[Dataset content]
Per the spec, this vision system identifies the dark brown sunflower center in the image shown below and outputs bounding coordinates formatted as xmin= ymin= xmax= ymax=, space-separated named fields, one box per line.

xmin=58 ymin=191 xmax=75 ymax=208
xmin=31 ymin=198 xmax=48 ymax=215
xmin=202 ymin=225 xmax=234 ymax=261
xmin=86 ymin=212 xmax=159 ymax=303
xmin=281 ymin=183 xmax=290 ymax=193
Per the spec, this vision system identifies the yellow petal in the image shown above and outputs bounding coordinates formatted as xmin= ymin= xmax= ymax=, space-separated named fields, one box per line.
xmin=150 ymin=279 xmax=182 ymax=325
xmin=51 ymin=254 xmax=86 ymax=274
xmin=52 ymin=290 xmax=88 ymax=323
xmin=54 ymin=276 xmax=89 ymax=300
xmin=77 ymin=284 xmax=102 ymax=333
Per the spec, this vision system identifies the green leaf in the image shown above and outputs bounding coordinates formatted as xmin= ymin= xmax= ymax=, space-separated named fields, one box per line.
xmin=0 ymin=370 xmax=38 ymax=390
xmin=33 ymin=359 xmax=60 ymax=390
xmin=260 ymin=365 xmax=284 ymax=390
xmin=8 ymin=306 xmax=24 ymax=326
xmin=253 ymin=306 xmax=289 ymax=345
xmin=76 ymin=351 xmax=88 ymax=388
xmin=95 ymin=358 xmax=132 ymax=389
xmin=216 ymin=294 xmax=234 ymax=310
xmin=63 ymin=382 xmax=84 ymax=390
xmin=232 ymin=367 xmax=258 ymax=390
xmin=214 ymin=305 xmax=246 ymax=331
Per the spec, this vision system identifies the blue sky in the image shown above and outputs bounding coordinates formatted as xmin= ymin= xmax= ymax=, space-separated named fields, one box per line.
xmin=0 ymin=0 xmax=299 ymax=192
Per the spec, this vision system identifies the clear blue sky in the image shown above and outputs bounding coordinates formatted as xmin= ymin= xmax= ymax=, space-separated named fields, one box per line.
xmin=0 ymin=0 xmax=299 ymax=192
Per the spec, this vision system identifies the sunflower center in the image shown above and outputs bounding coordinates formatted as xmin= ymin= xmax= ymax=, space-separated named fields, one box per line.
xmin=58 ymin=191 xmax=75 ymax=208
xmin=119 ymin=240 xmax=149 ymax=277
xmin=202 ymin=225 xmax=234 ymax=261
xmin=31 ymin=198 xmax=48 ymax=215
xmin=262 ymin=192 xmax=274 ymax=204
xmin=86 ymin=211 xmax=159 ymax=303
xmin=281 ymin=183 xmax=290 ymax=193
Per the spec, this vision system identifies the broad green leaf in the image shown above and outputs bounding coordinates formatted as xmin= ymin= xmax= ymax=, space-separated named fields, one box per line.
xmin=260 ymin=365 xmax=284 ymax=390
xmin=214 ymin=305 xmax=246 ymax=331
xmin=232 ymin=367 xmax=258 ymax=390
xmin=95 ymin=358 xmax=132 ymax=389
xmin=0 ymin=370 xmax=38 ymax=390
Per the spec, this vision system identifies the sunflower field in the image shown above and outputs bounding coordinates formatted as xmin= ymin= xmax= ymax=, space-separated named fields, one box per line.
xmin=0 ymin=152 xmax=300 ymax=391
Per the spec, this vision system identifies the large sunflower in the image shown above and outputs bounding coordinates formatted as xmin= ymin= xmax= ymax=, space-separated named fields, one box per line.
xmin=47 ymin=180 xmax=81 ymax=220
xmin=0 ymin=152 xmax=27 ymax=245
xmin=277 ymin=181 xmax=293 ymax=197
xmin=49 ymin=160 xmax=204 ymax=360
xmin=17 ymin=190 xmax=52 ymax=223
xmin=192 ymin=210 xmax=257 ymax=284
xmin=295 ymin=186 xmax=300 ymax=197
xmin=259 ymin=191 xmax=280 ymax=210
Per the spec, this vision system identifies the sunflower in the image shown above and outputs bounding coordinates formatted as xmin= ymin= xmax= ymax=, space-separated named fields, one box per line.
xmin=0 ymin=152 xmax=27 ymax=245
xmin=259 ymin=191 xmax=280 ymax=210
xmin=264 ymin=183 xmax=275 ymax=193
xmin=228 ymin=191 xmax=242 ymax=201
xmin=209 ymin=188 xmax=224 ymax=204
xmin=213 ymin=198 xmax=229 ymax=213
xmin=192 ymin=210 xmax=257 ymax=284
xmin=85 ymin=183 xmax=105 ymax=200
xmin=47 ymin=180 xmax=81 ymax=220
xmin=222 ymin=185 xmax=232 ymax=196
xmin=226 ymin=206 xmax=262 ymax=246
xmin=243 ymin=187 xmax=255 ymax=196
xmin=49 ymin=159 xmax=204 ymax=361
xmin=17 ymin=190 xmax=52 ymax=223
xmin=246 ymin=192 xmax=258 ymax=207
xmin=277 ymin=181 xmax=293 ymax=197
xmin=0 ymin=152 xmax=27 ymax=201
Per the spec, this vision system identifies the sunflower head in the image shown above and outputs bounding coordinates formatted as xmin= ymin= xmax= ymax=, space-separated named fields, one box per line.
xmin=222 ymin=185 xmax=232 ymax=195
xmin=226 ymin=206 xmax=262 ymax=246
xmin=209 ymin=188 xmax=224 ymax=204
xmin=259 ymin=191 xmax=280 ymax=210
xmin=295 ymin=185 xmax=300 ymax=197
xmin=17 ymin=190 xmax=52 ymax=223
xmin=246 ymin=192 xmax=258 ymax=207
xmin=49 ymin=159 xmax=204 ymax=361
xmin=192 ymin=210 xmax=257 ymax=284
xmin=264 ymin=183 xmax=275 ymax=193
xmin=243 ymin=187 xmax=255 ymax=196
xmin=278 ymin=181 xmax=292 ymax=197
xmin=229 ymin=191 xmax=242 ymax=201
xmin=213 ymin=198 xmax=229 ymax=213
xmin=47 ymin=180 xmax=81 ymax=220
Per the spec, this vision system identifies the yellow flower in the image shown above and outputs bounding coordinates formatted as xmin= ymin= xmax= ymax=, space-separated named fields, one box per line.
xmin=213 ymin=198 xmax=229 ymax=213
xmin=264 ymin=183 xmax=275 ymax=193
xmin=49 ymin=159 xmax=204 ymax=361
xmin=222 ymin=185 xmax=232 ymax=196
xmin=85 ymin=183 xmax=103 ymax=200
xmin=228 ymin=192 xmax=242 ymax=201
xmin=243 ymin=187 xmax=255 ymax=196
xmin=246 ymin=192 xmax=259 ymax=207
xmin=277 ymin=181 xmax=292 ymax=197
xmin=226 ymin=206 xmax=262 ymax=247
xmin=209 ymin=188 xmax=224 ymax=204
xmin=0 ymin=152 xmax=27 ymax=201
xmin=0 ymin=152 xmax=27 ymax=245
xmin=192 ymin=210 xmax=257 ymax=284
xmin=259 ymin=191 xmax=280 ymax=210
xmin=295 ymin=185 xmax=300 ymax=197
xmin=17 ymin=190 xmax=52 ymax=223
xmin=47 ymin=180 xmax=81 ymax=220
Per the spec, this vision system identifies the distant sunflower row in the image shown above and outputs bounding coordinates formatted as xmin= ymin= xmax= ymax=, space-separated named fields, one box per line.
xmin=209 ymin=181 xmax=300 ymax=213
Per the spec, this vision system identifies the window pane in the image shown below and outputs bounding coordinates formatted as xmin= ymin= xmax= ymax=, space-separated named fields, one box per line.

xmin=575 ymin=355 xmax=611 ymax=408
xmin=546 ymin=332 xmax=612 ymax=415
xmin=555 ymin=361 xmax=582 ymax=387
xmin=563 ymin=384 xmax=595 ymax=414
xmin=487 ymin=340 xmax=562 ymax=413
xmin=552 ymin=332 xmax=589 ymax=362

[Work item]
Exact repetition is required: return every record shown above.

[Exercise answer]
Per the spec, this vision system identifies the dark brown sunflower center in the image shown below and outputs bounding coordinates formatted as xmin= ymin= xmax= ymax=, space-separated named fields, one box per line.

xmin=58 ymin=191 xmax=75 ymax=208
xmin=31 ymin=198 xmax=48 ymax=215
xmin=202 ymin=225 xmax=234 ymax=261
xmin=86 ymin=212 xmax=159 ymax=303
xmin=281 ymin=183 xmax=290 ymax=193
Per the spec, this vision system identifies the yellow petal in the image shown above and outputs bounding coordinates formatted as xmin= ymin= xmax= ymax=, space-separated named fields, one box per line.
xmin=150 ymin=279 xmax=182 ymax=325
xmin=51 ymin=254 xmax=86 ymax=274
xmin=52 ymin=290 xmax=88 ymax=323
xmin=54 ymin=276 xmax=89 ymax=300
xmin=77 ymin=284 xmax=102 ymax=333
Per the spec, this vision system identifies the green leaf in the image shown above and outputs bounding coordinates formatted as xmin= ymin= xmax= ymax=, space-separated named fields, one box per line.
xmin=0 ymin=370 xmax=38 ymax=390
xmin=33 ymin=359 xmax=60 ymax=390
xmin=260 ymin=365 xmax=284 ymax=390
xmin=8 ymin=306 xmax=24 ymax=326
xmin=253 ymin=306 xmax=289 ymax=345
xmin=76 ymin=351 xmax=88 ymax=388
xmin=95 ymin=358 xmax=132 ymax=389
xmin=216 ymin=294 xmax=234 ymax=310
xmin=63 ymin=382 xmax=84 ymax=390
xmin=232 ymin=367 xmax=258 ymax=390
xmin=214 ymin=305 xmax=246 ymax=331
Per the spec, this vision system identifies the blue sky in the image shown above and outputs bounding coordinates formatted as xmin= ymin= xmax= ymax=, space-separated named fields, one box per line.
xmin=0 ymin=0 xmax=299 ymax=192
Per the spec, this vision system identifies the clear blue sky in the image shown above and outputs bounding coordinates formatted as xmin= ymin= xmax= ymax=, space-separated named fields, one box per line.
xmin=0 ymin=0 xmax=299 ymax=192
Per the spec, this vision system identifies the sunflower center in the image shown above and outputs bounding coordinates formatted as xmin= ymin= xmax= ymax=, space-separated named fields, one box per line.
xmin=58 ymin=191 xmax=75 ymax=208
xmin=119 ymin=240 xmax=149 ymax=277
xmin=202 ymin=225 xmax=234 ymax=261
xmin=31 ymin=198 xmax=48 ymax=215
xmin=262 ymin=192 xmax=274 ymax=204
xmin=86 ymin=211 xmax=159 ymax=303
xmin=281 ymin=183 xmax=290 ymax=193
Per the spec, this vision system identifies the broad green leaf in the image shown above and outputs bounding coordinates formatted as xmin= ymin= xmax= ymax=, space-separated named fields, one box per line.
xmin=260 ymin=365 xmax=284 ymax=390
xmin=214 ymin=305 xmax=246 ymax=331
xmin=232 ymin=367 xmax=258 ymax=390
xmin=95 ymin=358 xmax=132 ymax=389
xmin=0 ymin=370 xmax=38 ymax=390
Per the spec, this vision system identifies the sunflower field in the image shown above and outputs bounding coordinates formatted as xmin= ymin= xmax= ymax=, space-separated named fields, one box per line.
xmin=0 ymin=152 xmax=300 ymax=391
Per the spec, this vision system identifies the large sunflower in the image shown above and outputs bounding coordinates formatted as xmin= ymin= xmax= ymax=, space-separated named fields, one box per line.
xmin=47 ymin=180 xmax=81 ymax=220
xmin=0 ymin=152 xmax=27 ymax=245
xmin=277 ymin=181 xmax=293 ymax=197
xmin=49 ymin=160 xmax=204 ymax=360
xmin=17 ymin=190 xmax=52 ymax=223
xmin=192 ymin=210 xmax=257 ymax=284
xmin=295 ymin=186 xmax=300 ymax=197
xmin=259 ymin=191 xmax=280 ymax=210
Per the spec, this vision system identifies the sunflower in the image shown above and outputs bounding coordinates formatted as xmin= ymin= xmax= ymax=, space-separated named fields, one box per line.
xmin=0 ymin=152 xmax=27 ymax=245
xmin=259 ymin=191 xmax=280 ymax=210
xmin=264 ymin=183 xmax=275 ymax=193
xmin=228 ymin=191 xmax=242 ymax=201
xmin=209 ymin=188 xmax=224 ymax=204
xmin=213 ymin=198 xmax=229 ymax=213
xmin=192 ymin=210 xmax=257 ymax=284
xmin=85 ymin=183 xmax=105 ymax=200
xmin=47 ymin=180 xmax=81 ymax=220
xmin=222 ymin=185 xmax=232 ymax=196
xmin=226 ymin=206 xmax=262 ymax=246
xmin=243 ymin=187 xmax=255 ymax=196
xmin=49 ymin=159 xmax=204 ymax=361
xmin=17 ymin=190 xmax=52 ymax=223
xmin=246 ymin=192 xmax=258 ymax=207
xmin=277 ymin=181 xmax=293 ymax=197
xmin=0 ymin=152 xmax=27 ymax=201
Per the spec, this vision system identifies the sunflower head in the image shown above and outputs bounding coordinates formatted as xmin= ymin= xmax= ymax=, space-separated named fields, one box per line.
xmin=222 ymin=185 xmax=232 ymax=195
xmin=226 ymin=206 xmax=262 ymax=246
xmin=209 ymin=188 xmax=224 ymax=204
xmin=259 ymin=191 xmax=280 ymax=210
xmin=295 ymin=185 xmax=300 ymax=197
xmin=17 ymin=190 xmax=52 ymax=223
xmin=246 ymin=192 xmax=258 ymax=207
xmin=49 ymin=159 xmax=204 ymax=361
xmin=192 ymin=210 xmax=257 ymax=284
xmin=264 ymin=183 xmax=275 ymax=193
xmin=243 ymin=187 xmax=255 ymax=196
xmin=278 ymin=181 xmax=292 ymax=197
xmin=229 ymin=191 xmax=242 ymax=201
xmin=213 ymin=198 xmax=229 ymax=213
xmin=47 ymin=180 xmax=81 ymax=220
Per the spec, this vision system identifies the yellow flower in the image shown above and outputs bounding coordinates formatted as xmin= ymin= xmax= ymax=, space-separated named fields, one box per line.
xmin=213 ymin=198 xmax=229 ymax=213
xmin=264 ymin=183 xmax=275 ymax=193
xmin=49 ymin=159 xmax=204 ymax=361
xmin=222 ymin=185 xmax=232 ymax=196
xmin=85 ymin=183 xmax=103 ymax=200
xmin=228 ymin=192 xmax=242 ymax=201
xmin=243 ymin=187 xmax=255 ymax=196
xmin=246 ymin=192 xmax=259 ymax=207
xmin=277 ymin=181 xmax=292 ymax=197
xmin=226 ymin=206 xmax=262 ymax=247
xmin=209 ymin=188 xmax=224 ymax=204
xmin=0 ymin=152 xmax=27 ymax=201
xmin=0 ymin=152 xmax=27 ymax=245
xmin=192 ymin=210 xmax=257 ymax=284
xmin=259 ymin=191 xmax=280 ymax=210
xmin=295 ymin=185 xmax=300 ymax=197
xmin=17 ymin=190 xmax=52 ymax=223
xmin=47 ymin=180 xmax=81 ymax=220
Per the spec, this vision system identifies the distant sunflower row in the image shown above and outputs bounding coordinates formatted as xmin= ymin= xmax= ymax=, space-separated named fields, one box per line.
xmin=209 ymin=181 xmax=300 ymax=213
Per the spec, this vision system identifies the window pane in the image shown below and outputs bounding coordinates formatted as xmin= ymin= xmax= ymax=, space-separated named fields, one box per line.

xmin=575 ymin=355 xmax=611 ymax=408
xmin=546 ymin=332 xmax=612 ymax=415
xmin=555 ymin=361 xmax=582 ymax=387
xmin=563 ymin=384 xmax=595 ymax=414
xmin=487 ymin=340 xmax=562 ymax=413
xmin=552 ymin=332 xmax=589 ymax=362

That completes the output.